TASK TO CARRY OUT: Copy each of the following records line for line, with no changes.
━━━ RECORDED INFORMATION ━━━
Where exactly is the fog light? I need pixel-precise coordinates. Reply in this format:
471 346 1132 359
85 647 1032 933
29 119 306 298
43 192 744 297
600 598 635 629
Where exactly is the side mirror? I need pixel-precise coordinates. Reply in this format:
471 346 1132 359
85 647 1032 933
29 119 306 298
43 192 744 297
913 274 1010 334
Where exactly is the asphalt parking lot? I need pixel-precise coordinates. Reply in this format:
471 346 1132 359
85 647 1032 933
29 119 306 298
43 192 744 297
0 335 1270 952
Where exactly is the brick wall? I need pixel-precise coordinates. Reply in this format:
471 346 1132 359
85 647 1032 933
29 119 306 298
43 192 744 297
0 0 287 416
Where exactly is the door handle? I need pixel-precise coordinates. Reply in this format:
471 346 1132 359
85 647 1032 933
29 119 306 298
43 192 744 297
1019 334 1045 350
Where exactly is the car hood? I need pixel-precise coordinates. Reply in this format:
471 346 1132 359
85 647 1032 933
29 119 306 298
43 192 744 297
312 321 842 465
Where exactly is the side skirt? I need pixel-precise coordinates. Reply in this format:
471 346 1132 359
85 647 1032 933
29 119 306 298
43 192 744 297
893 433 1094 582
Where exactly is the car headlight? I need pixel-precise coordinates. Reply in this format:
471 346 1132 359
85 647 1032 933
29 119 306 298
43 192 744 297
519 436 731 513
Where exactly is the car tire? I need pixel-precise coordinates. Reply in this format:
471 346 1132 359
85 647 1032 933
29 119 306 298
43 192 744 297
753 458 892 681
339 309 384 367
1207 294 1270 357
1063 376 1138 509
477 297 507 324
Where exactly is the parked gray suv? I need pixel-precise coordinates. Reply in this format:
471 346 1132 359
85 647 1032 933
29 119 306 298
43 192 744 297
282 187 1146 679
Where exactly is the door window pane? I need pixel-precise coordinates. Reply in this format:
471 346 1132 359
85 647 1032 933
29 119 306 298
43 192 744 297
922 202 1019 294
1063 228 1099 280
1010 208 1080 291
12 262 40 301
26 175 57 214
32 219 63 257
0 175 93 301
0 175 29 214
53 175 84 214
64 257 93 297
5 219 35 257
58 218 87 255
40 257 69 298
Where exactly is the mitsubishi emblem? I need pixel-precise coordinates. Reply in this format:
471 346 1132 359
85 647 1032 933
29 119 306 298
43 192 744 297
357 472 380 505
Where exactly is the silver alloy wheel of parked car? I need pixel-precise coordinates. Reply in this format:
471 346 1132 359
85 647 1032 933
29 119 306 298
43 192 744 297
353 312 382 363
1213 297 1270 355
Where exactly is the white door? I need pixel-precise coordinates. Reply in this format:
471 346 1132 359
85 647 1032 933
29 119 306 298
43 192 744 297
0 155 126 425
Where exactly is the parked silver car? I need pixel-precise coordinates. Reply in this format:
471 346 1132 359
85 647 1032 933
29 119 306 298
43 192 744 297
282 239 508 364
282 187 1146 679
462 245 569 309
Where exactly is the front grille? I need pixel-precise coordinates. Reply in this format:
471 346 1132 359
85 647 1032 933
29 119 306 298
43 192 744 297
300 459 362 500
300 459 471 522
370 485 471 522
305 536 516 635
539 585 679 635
━━━
EXERCISE RESPONSE:
Where exactly is the fog light? I need pixel-precise coordinates. Reply in this format:
471 346 1132 359
85 647 1032 933
29 119 306 298
43 192 744 297
600 598 635 629
Where exactly is the side mirror? I need pixel-precise coordinates. Reply in this format:
471 346 1132 359
85 647 1032 933
29 119 306 298
43 192 744 297
913 274 1010 334
Where exactly is the asphalt parking lot? I need pixel-precise coordinates. Reply in this format:
471 346 1132 359
85 647 1032 933
29 119 306 298
43 192 744 297
0 335 1270 952
Where exactly is the brick wall? I need pixel-precise coordinates. Reply in this format:
471 346 1132 359
85 647 1032 933
29 119 306 298
43 192 744 297
0 0 287 416
Where exactly is the door handle? I need pixel-precise coordinates. Reply in this format:
471 346 1132 359
85 647 1032 933
29 119 306 298
43 192 744 297
1019 334 1045 350
Where exactly is the car hood? I need pixel-precise coordinates. Reply in this format:
471 346 1132 359
85 647 1032 933
29 119 306 298
43 192 744 297
312 321 842 465
Where exactly is the side skirt? I need pixel-precise coordinates. Reply in this format:
471 346 1132 359
85 647 1032 933
29 119 306 298
43 192 744 297
893 433 1094 582
Where exactly is the car headlight? I need pixel-precise coordinates. Reply in this format:
471 346 1132 359
85 647 1032 933
29 119 306 298
43 192 744 297
519 436 731 513
Where exactly is the car tire? I need pixel-precise coordinates. Reply in this format:
471 346 1132 359
85 647 1032 933
29 119 306 298
43 192 744 297
753 458 892 681
339 309 384 367
1207 294 1270 357
1063 376 1138 509
477 297 507 324
Where exactly is the parked gray suv? I need pixel-precise coordinates. Reply in this format:
471 346 1132 359
85 647 1032 933
29 119 306 298
43 192 744 297
282 187 1146 679
Where exactly is the door window pane? I need pixel-precise coordinates. Reply in this format:
471 346 1132 359
85 647 1032 933
29 119 306 298
43 192 744 297
922 202 1019 294
1063 228 1099 280
1010 208 1080 291
12 262 40 301
26 175 57 214
32 219 63 257
0 175 93 301
0 175 29 214
53 175 84 214
64 257 93 297
5 219 35 257
58 218 87 255
40 257 69 298
Where exactly is the mitsubishi emblem? I need pixel-precise coordinates. Reply in this format:
471 346 1132 359
85 647 1032 933
29 119 306 298
43 192 744 297
357 472 380 505
Where exactly is the silver alloy wheel of parked car? I need pixel-precise coordinates. Reply in this format:
471 346 1132 359
85 647 1032 933
29 119 306 298
43 192 744 297
353 312 382 363
1213 297 1270 355
Where exactly is the white door? I need pixel-precise coordinates. Reply in this format:
471 346 1132 359
85 647 1032 933
29 119 306 298
43 192 744 297
0 155 126 425
Where exactly is the parked silver car? I need pixel-precise coordinates. Reply in this format:
471 346 1132 359
85 647 1032 933
29 119 306 298
43 192 744 297
282 239 508 364
282 187 1146 679
462 245 569 309
Where exactly is the front grille? I need pixel-precise coordinates. Reply in this format:
471 346 1132 359
85 647 1032 933
29 119 306 298
43 192 744 297
300 459 362 500
300 459 471 522
370 485 471 522
305 536 516 635
539 585 679 635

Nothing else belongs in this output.